"Whatever" is a brilliant essay on "AI" by @eevee:

"But I think the core of what pisses me off is that selling this magic machine requires selling the idea that doing things is worthless. Because if doing something has some value, then it must be somehow better than pushing a button and receiving Whatever for essentially no cost."

https://eev.ee/blog/2025/07/03/the-rise-of-whatever/

The rise of Whatever

This was originally titled “I miss when computers were fun”. But in the course of writing it, I discovered that there is a reason computers became less fun, a dark thread woven through a number of events in recent history. Let me back up a bit.

@tante @eevee oh that’s the person who wrote the doom mapping tutorial

@tante @eevee "co-opted by a bunch of get-rich-quick grifters and a bunch of turbo-libertarians whose entire identities are defined by the Things that they Own and who want to cryptographically impose that on everyone else too because they’re mad that World of Warcraft nerfed warlock or something."

This here just in of itself is a banger summation of that entire troup of abusive weirdos that is techbros in cryptocurrency.

@tante @eevee I can't get over how bored in your life you have to be to be ok with it getting spammed by whatever AI content. There are so many problems to solve, why aren't we doing that instead.

◆ Prompt A
According to the thread, what was the essay "The rise of Whatever" originally titled?
◆ Prompt B
Say whether each statement agrees with the thread, answering yes or no and quoting the words that decide it: (i) one reply says the essay's author wrote a Doom mapping tutorial; (ii) the essay's author found no reason why computers became less fun; (iii) the last reply says there are few problems left to solve.

◆ Recorded data
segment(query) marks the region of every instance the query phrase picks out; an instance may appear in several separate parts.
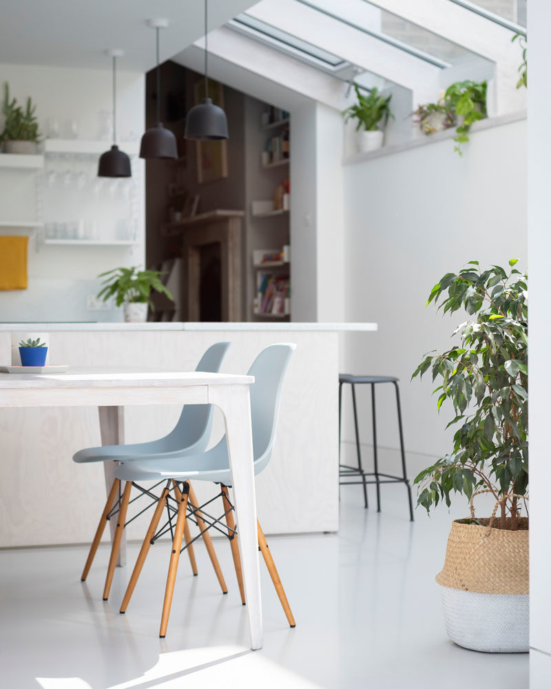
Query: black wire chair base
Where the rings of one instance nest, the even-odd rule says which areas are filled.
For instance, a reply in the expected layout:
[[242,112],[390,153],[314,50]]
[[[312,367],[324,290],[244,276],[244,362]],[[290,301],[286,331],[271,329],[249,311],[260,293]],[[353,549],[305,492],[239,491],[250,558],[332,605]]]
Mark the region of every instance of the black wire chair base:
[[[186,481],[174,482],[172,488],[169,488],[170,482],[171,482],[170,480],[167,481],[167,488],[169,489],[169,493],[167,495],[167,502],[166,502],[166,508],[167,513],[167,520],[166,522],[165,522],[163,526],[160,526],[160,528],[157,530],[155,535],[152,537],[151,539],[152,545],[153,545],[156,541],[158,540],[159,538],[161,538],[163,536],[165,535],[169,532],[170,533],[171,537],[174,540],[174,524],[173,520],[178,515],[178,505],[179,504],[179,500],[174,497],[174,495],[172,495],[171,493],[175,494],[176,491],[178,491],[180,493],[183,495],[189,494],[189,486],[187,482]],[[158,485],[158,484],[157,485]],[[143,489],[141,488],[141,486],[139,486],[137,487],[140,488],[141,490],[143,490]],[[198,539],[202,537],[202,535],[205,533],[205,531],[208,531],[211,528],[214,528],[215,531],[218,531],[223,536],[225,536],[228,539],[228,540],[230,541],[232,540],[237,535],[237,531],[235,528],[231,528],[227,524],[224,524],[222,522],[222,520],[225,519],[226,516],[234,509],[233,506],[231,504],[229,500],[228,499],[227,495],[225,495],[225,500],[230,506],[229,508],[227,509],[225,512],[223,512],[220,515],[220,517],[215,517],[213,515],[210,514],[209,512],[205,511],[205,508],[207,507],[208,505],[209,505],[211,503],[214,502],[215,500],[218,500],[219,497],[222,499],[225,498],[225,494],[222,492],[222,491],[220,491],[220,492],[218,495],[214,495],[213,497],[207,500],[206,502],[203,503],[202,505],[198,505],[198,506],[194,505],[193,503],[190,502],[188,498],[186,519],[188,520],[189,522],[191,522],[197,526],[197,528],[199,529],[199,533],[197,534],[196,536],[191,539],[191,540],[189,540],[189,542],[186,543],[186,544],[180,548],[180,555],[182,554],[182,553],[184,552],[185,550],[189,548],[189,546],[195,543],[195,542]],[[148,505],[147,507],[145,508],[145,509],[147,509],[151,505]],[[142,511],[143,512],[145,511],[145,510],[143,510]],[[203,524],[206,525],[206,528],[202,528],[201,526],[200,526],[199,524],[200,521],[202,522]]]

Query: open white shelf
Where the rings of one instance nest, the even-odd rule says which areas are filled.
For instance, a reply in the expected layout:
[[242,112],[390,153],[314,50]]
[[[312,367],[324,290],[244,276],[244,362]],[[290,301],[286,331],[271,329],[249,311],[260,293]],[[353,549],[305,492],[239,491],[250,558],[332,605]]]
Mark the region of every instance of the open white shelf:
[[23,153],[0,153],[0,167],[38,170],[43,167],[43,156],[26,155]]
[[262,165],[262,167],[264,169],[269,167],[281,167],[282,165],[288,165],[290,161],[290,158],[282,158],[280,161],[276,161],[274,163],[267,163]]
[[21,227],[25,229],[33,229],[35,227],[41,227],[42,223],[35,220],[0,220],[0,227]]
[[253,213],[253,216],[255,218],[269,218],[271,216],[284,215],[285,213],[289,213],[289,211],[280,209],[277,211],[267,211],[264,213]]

◆ Task output A
"I miss when computers were fun"

◆ Task output B
(i) Yes: "oh that’s the person who wrote the doom mapping tutorial"
(ii) No: "I discovered that there is a reason computers became less fun"
(iii) No: "There are so many problems to solve"